**PROVIDED ENTRIES**
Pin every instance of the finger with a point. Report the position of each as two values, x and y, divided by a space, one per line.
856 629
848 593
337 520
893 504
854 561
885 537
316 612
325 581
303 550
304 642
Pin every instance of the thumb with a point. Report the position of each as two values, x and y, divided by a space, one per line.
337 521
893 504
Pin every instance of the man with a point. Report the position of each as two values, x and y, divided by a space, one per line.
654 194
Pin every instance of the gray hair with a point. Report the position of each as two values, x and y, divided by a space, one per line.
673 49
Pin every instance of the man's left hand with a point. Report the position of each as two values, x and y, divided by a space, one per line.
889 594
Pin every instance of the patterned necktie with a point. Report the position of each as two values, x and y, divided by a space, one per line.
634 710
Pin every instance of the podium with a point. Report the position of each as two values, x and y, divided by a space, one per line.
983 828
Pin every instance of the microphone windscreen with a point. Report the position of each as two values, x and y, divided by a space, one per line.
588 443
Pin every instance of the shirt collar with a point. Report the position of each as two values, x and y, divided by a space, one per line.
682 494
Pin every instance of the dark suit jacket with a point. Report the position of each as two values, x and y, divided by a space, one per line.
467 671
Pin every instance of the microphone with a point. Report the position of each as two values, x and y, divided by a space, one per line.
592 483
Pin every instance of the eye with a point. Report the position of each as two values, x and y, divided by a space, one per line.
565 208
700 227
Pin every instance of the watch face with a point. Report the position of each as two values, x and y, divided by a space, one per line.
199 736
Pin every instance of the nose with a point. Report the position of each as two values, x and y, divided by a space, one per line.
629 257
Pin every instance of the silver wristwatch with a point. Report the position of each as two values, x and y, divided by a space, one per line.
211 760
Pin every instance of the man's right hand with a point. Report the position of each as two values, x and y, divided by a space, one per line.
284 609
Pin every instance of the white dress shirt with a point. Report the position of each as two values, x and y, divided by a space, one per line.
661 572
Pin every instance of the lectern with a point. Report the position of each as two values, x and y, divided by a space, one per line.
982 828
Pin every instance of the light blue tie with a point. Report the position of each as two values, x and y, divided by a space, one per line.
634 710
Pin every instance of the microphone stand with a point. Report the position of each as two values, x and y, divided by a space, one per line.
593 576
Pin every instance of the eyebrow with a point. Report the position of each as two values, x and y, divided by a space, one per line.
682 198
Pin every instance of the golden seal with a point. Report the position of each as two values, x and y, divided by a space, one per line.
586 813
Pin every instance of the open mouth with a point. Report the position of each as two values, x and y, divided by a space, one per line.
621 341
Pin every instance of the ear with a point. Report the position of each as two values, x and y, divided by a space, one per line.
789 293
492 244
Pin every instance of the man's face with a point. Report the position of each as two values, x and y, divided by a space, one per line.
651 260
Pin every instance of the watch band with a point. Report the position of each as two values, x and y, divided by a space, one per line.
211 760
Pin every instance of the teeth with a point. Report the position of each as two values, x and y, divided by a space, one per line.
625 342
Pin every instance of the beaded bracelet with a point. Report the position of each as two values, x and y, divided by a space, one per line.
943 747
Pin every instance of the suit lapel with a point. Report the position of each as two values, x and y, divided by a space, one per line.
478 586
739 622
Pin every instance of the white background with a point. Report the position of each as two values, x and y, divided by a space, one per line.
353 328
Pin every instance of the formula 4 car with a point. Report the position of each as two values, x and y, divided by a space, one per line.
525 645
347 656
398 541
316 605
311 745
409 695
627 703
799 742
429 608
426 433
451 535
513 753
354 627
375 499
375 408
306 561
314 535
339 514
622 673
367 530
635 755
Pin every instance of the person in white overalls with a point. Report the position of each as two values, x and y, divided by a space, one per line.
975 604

**TASK INSTRUCTIONS**
Repeat the line that contains "Pin every instance of the ear", then every line after it until the records end, with nothing added.

**ANSWER TO THE PROBLEM**
Pin every instance of the ear with a point. Report the position of each as two values, x and y, divided by a space, one per line.
789 293
492 244
Pin every instance of the man's face with a point. Report the position of each as two values, x and y, divided by a space, one per line.
651 260
Pin every instance of the watch band with a point. Report the position of each as two values, x and y, divided by a space, one per line.
211 760
Pin every instance of the teeth with a point. Report the position of each as two values, x and y, divided by a space, one per line.
625 342
Pin every instance of the beaded bracelet with a point. Report the position of each as two values, x and y, divided by a space, one per line.
943 747
Pin every instance of the suit lapel with a point. Report the position of each as two values, x and y, divided by a space, one per line.
478 586
739 622
Pin every instance of the white background with a point. Report the position of each as two values, x and y, divided by a space, one per line.
353 328
Pin every instance of the formula 4 car with a point. Report the position of each as two values, x and y, divided by a space, one per line.
525 645
347 656
398 541
316 605
311 745
409 695
627 703
799 742
429 608
426 433
451 535
513 753
354 627
375 499
375 408
306 561
314 535
339 514
622 673
367 530
635 755
Pin every instance of the person in white overalls with a point. Report the position of each as two values, x and y, divided by a space, one per line.
975 604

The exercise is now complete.